WHAT IS NEEDED:
From the passage on the spread of home computers, reproduce word for word the stretch from "In the 1970s, the" through "into digital data.".
(EXTRACT TO READ)
In the 1970s, the home computer was introduced,^[25] along with time-sharing computers,^[26] the video game console, the first coin-operated video games,^[27][28] and the golden age of arcade video games began with Space Invaders. As digital technology spread and the change from analog to digital record keeping became the new standard in business, a relatively new job became popular: the data entry clerk. This role, drawn from the ranks of secretaries and typists, involved converting analog data (like customer records and invoices) into digital data.

In developed nations, computers became quite common during the 1980s as they found their way into schools, homes, businesses, and industry. Automated teller machines (ATMs), industrial robots, CGI in film and television, electronic music, bulletin board systems, and video games all contributed to the spirit of the 1980s. Millions of people bought home computers, making early personal computer makers like Apple, Commodore, and Tandy well-known names. The Commodore 64 is often cited as the best-selling computer of all time, reportedly selling 17 million units^[29] between 1982 and 1994.

In 1984, the U.S. Census Bureau began gathering data on computer and Internet use in the United States; their first survey showed that 8.2% of all U.S. households owned a personal computer in 1984, and households with children under 18 were nearly twice as likely to own one at 15.3% (middle and upper-middle-class households were the most likely to own one, at 22.9%).^[30] By 1989, 15% of all U.S. households owned a computer, and nearly 30% of households with children under 18 owned one.^[31] By the late 1980s, many businesses relied on computers and digital technology.
(End EXTRACT TO READ)
(EXCERPTED DATA)
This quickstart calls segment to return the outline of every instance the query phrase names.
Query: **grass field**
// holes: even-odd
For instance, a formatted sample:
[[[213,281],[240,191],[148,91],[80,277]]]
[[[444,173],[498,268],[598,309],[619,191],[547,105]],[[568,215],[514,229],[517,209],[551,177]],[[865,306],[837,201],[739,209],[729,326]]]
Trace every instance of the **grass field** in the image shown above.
(End EXCERPTED DATA)
EXERCISE RESULT:
In the 1970s, the home computer was introduced,^[25] along with time-sharing computers,^[26] the video game console, the first coin-operated video games,^[27][28] and the golden age of arcade video games began with Space Invaders. As digital technology spread and the change from analog to digital record keeping became the new standard in business, a relatively new job became popular: the data entry clerk. This role, drawn from the ranks of secretaries and typists, involved converting analog data (like customer records and invoices) into digital data.